> **Material to process**
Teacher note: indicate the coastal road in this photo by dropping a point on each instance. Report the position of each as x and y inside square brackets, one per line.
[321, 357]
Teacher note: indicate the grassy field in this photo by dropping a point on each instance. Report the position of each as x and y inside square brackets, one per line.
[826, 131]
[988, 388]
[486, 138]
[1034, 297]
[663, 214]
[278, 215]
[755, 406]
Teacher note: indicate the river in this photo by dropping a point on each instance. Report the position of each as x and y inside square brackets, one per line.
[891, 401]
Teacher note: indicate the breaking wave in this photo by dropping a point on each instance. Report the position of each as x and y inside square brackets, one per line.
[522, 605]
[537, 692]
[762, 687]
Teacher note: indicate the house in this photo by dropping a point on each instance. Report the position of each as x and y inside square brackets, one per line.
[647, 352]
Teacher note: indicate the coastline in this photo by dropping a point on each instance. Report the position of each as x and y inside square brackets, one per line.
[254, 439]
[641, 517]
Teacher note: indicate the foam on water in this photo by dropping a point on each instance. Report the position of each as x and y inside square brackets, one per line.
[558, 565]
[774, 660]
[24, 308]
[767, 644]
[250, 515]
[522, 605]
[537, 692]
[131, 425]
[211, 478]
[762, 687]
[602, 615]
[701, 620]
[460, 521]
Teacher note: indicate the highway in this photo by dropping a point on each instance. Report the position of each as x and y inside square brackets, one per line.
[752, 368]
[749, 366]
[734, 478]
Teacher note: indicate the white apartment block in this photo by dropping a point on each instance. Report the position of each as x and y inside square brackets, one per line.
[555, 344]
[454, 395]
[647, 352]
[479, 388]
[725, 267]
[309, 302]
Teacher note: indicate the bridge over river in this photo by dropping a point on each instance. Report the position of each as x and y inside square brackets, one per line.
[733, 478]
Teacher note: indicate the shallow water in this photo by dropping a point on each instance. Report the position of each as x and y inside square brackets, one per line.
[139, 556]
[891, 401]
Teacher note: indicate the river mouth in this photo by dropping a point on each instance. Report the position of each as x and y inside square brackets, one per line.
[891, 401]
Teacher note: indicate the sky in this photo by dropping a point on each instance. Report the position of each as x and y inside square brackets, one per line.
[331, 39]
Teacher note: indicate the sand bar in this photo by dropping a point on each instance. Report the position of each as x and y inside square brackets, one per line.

> **What is asked**
Reproduce all of the records above word for word, keeping every line unchanged.

> **The answer**
Teacher note: indicate the coastal road in this photo by dropping a point on each instance. Report the position of each as x and y inside square brackets, one per line.
[321, 357]
Teacher note: indicate the grassy field in this photo by dropping a point on each instance. Report the position of each as x and y inside square brackets, one per line.
[826, 131]
[988, 388]
[486, 138]
[1034, 297]
[663, 214]
[278, 215]
[755, 406]
Teacher note: indicate the river in this photo by dropping a point on each instance. Report the position of each as x and y inside square brackets, one per line.
[891, 401]
Teacher note: indicate the breaking wave in this photo by dropping a point on each instance. Report the position of each as x and y inside square brackets, one per line.
[522, 605]
[537, 692]
[762, 687]
Teacher note: indicate the house in this photo by dropping a point on each instance. Report the position of each as x and y inside square brackets, one per line.
[647, 352]
Teacher note: indicate the coastline in this photo by dropping a point on each instance. Report the position of each as x and y inside square brackets, one per line.
[254, 439]
[641, 517]
Teacher note: indicate the foam on water in this photo by dropping a point on each instance. Report the position of each as x and y inside square brackets, one per line.
[558, 565]
[774, 660]
[24, 308]
[767, 644]
[250, 515]
[522, 605]
[537, 692]
[131, 425]
[211, 478]
[762, 687]
[602, 615]
[701, 620]
[460, 521]
Teacher note: indicate the highway in this photo by dropping a point on each instance. Report the position of each as x and y inside square brackets, one per line.
[752, 368]
[749, 366]
[734, 478]
Teacher note: indicate the white apartment block in this photo by dropping a point on each instance. Report the position of each as x and y inside square brackets, one per line.
[555, 344]
[454, 395]
[647, 352]
[479, 388]
[725, 267]
[309, 302]
Teacher note: indicate the bridge over river in this photo by dropping a point on each instance. Report the position of each as x and y inside square brackets, one per line.
[733, 478]
Teacher note: indicate the shallow water in this photo by dropping a point on each instance. Report the position of each as x and y inside square brackets, one per line.
[139, 556]
[891, 401]
Teacher note: indicate the river mouth in this photo by dropping a point on each instance. Report the position of each as x and y inside square brackets, one per line.
[891, 401]
Teacher note: indicate the sky in this photo by dropping a point on each instance. Report the position of each as x and y inside square brackets, one per line.
[331, 39]
Teacher note: indicate the sand bar in this photo by dropping a point on each instance. Report the position of each as x and y inside square brackets, one per line.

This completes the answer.